Instructions for the task - Please reproduce all of the data below word for word, changing nothing.

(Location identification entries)
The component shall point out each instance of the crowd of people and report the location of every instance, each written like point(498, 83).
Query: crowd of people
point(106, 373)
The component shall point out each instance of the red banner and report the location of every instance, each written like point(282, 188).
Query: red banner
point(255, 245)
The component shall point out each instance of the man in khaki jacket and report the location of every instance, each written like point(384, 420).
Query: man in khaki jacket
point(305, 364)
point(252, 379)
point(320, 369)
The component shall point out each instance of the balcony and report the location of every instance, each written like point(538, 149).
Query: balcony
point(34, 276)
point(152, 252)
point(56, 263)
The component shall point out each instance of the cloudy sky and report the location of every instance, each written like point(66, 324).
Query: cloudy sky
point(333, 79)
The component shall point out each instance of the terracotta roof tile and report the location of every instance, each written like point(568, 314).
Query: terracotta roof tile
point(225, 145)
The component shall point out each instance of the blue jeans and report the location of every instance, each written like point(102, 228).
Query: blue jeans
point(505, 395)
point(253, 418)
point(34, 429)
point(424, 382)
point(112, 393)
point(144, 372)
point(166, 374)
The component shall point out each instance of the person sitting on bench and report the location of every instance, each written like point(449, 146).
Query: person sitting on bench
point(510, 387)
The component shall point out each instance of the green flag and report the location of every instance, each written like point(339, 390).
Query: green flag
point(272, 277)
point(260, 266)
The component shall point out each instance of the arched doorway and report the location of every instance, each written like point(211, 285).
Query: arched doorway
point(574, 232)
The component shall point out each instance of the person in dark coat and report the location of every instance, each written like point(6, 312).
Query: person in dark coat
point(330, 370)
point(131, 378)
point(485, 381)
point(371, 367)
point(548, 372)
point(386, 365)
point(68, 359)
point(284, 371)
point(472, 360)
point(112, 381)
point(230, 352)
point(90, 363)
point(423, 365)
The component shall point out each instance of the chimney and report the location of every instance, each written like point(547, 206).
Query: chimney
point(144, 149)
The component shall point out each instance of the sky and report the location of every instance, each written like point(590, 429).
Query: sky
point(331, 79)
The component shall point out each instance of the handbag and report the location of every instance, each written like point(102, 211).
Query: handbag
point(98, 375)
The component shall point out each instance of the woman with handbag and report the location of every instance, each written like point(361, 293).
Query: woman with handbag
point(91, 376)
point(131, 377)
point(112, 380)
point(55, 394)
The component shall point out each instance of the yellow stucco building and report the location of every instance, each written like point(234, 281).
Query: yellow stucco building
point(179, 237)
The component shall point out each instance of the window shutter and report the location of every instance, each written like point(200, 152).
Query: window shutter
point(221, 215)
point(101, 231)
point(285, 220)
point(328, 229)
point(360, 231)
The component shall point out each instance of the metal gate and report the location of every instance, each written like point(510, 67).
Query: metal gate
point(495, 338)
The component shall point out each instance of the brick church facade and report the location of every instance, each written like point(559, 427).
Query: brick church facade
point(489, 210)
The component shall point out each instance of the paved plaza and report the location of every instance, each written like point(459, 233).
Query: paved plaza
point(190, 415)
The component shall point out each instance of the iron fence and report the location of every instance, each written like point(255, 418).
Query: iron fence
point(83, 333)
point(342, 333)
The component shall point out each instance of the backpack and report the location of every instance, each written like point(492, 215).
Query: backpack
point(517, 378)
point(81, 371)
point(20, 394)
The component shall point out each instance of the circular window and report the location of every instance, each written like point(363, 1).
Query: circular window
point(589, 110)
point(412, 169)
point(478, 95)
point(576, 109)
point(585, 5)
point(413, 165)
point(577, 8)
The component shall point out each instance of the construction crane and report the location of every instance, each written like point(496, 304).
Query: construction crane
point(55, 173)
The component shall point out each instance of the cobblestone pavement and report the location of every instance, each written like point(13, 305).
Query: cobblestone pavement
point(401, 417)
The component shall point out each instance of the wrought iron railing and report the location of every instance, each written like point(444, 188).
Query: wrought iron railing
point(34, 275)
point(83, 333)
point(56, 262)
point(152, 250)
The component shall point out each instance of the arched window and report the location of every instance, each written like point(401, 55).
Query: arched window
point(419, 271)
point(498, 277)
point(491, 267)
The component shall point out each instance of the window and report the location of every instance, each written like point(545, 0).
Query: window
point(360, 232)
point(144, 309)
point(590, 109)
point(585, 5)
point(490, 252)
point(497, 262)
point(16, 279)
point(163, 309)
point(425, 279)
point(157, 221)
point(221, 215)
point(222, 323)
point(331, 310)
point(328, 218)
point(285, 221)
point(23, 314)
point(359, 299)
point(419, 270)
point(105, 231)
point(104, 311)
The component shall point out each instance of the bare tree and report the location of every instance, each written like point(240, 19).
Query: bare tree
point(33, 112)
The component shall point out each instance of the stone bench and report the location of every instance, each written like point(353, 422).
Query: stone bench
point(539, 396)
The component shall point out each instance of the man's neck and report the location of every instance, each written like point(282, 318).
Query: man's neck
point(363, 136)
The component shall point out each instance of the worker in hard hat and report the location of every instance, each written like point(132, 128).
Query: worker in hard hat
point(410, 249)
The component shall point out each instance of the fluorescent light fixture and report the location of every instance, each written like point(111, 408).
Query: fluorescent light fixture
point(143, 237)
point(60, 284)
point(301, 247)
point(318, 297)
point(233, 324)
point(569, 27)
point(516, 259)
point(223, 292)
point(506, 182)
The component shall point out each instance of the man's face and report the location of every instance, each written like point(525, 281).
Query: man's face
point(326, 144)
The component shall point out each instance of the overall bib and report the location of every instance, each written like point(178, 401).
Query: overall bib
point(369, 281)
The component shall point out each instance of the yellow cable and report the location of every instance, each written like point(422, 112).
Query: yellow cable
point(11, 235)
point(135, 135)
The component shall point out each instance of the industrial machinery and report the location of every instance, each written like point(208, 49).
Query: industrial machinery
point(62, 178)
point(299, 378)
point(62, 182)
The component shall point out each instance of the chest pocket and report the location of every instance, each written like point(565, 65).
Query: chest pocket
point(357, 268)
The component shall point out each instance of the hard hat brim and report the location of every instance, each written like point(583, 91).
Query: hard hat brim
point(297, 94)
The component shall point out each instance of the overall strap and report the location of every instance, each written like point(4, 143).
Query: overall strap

The result -
The component shall point out each instance of the crowd of people and report the location of every instance, each written like point(498, 83).
Query: crowd of people
point(106, 373)
The component shall point out each instance of the red banner and report the location of every instance, each written like point(282, 188).
Query: red banner
point(255, 245)
The component shall point out each instance of the man in khaki jacket and report the location of every instance, each written like point(384, 420).
Query: man in khaki jacket
point(305, 364)
point(252, 379)
point(320, 369)
The component shall point out each instance of the balcony and report the location of every instance, each written like point(538, 149).
Query: balcony
point(34, 276)
point(152, 252)
point(56, 263)
The component shall point out each instance of the cloudy sky and report the location of every instance, each written like point(66, 324).
Query: cloudy sky
point(333, 79)
The component shall point out each instance of the terracotta roof tile and report the location of every instance, each written like point(568, 314).
Query: terracotta roof tile
point(225, 145)
The component shall point out each instance of the blue jeans and report the location of every instance, each written like point(102, 228).
Query: blue jeans
point(505, 395)
point(253, 418)
point(34, 429)
point(424, 382)
point(112, 393)
point(144, 372)
point(166, 374)
The component shall point out each instance of the person sitting on bench and report the location of every instance, each written like point(449, 146).
Query: person sitting on bench
point(510, 387)
The component shall point out each instance of the green flag and report the location of every instance, each written like point(339, 390).
Query: green flag
point(272, 277)
point(260, 266)
The component shall point out each instance of the arched doorway and report the location of every instance, each written like point(211, 285).
Query: arched doorway
point(574, 232)
The component shall point out each instance of the person in dark coat and report the location of every instance, each written like point(6, 312).
Query: person in dark coat
point(330, 370)
point(131, 378)
point(485, 381)
point(371, 367)
point(548, 372)
point(386, 365)
point(68, 359)
point(284, 371)
point(472, 360)
point(112, 381)
point(230, 352)
point(90, 363)
point(423, 365)
The component shall point out each instance of the chimney and report the location of every instance, each written like point(547, 206).
Query: chimney
point(144, 149)
The component shall point out each instance of the sky and report the location of every instance, each written like point(590, 429).
Query: sky
point(331, 79)
The component shall point out each instance of the handbag and report the location of every instance, each written like point(102, 211).
Query: handbag
point(98, 375)
The component shall point out each instance of the woman with handbag and report the location of every instance, each written like point(361, 293).
Query: woman with handbag
point(91, 376)
point(131, 377)
point(112, 380)
point(55, 394)
The component shall point out each instance of the yellow stucco building and report the location of every instance, each written like point(234, 281).
Query: yellow stucco building
point(179, 237)
The component shall point out each instance of the window shutter and report the location of every instance, each written like point(200, 152).
Query: window shutter
point(221, 215)
point(101, 231)
point(285, 220)
point(328, 229)
point(360, 231)
The component shall point out each instance of the metal gate and report the location of every instance, each written like point(510, 67).
Query: metal gate
point(495, 338)
The component shall point out each instance of the brick church facade and report the location of every instance, each written like point(559, 427).
Query: brick church facade
point(489, 210)
The component shall point out each instance of the paved plaza and report the location of every instance, each written like point(459, 233).
Query: paved plaza
point(190, 415)
The component shall point out each instance of the iron fence and report the location of every instance, each written like point(255, 418).
Query: iron fence
point(83, 333)
point(342, 333)
The component shall point out each instance of the backpack and report the location of every instance, each written like point(492, 215).
Query: backpack
point(517, 378)
point(81, 371)
point(20, 394)
The component shall point out each instance of the circular window and report the location of every instance, each written like point(363, 1).
Query: circular window
point(589, 110)
point(412, 169)
point(478, 95)
point(576, 109)
point(585, 5)
point(413, 165)
point(577, 8)
The component shall point out each instance of the construction crane and report the location of every instance, each written like point(496, 304).
Query: construction crane
point(55, 173)
The component shall point out each instance of the cobblestone pavement and report the location of every instance, each written like point(13, 305).
Query: cobblestone pavement
point(401, 417)
The component shall point out each instance of the wrought iron railing and report the location of every instance, each written like point(444, 188).
Query: wrought iron railing
point(34, 275)
point(83, 333)
point(56, 262)
point(152, 250)
The component shall point out each instance of the arched window and report the location of every instance, each written like point(401, 55).
Query: arched window
point(419, 271)
point(498, 277)
point(491, 267)
The component shall point out each instance of the window and report the location of every instance, each written like point(545, 0).
Query: window
point(360, 232)
point(144, 309)
point(590, 109)
point(585, 5)
point(490, 252)
point(497, 262)
point(16, 279)
point(163, 309)
point(425, 279)
point(157, 221)
point(221, 215)
point(222, 323)
point(331, 310)
point(328, 218)
point(285, 221)
point(23, 314)
point(359, 299)
point(419, 270)
point(105, 231)
point(104, 311)
The component shall point out each instance of the bare tree and report the location of every instance, each written like point(240, 19).
Query: bare tree
point(33, 112)
The component shall point out each instance of the stone bench and report the location of every instance, each written like point(353, 422).
Query: stone bench
point(539, 396)
The component shall point out each instance of the man's neck and report the location of every instance, each written like point(282, 318).
Query: man's neck
point(363, 136)
The component shall point out each instance of the worker in hard hat and report the location of every instance, each written like point(132, 128).
Query: worker in hard hat
point(410, 249)
The component shall point out each instance of the fluorescent light fixture and report the location of every instance, each written like point(111, 408).
Query: fluorescent light fixture
point(143, 237)
point(60, 284)
point(301, 247)
point(318, 297)
point(233, 324)
point(569, 27)
point(516, 259)
point(223, 292)
point(506, 182)
The component shall point out each instance of the man's face and report the location of every instance, each written like point(525, 281).
Query: man's face
point(326, 144)
The component shall point out each instance of the overall bib and report the location of every instance, each written like point(178, 401).
Query: overall bib
point(369, 281)
The component shall point out each instance of the yellow cable and report the location of every instance, each written like point(422, 112).
Query: yellow cable
point(11, 235)
point(135, 135)
The component shall point out each instance of the industrial machinery and report the location of every instance, each written like point(208, 49).
Query: industrial machinery
point(62, 178)
point(299, 378)
point(62, 182)
The component shall point out each instance of the chest pocket and report the location of every instance, each written like point(565, 65).
Query: chest pocket
point(357, 268)
The component shall point out each instance of the hard hat brim and report the location of every instance, each written like point(583, 91).
Query: hard hat brim
point(297, 94)
The component shall point out each instance of the overall strap and report the location of every instance, each written like point(4, 143).
Query: overall strap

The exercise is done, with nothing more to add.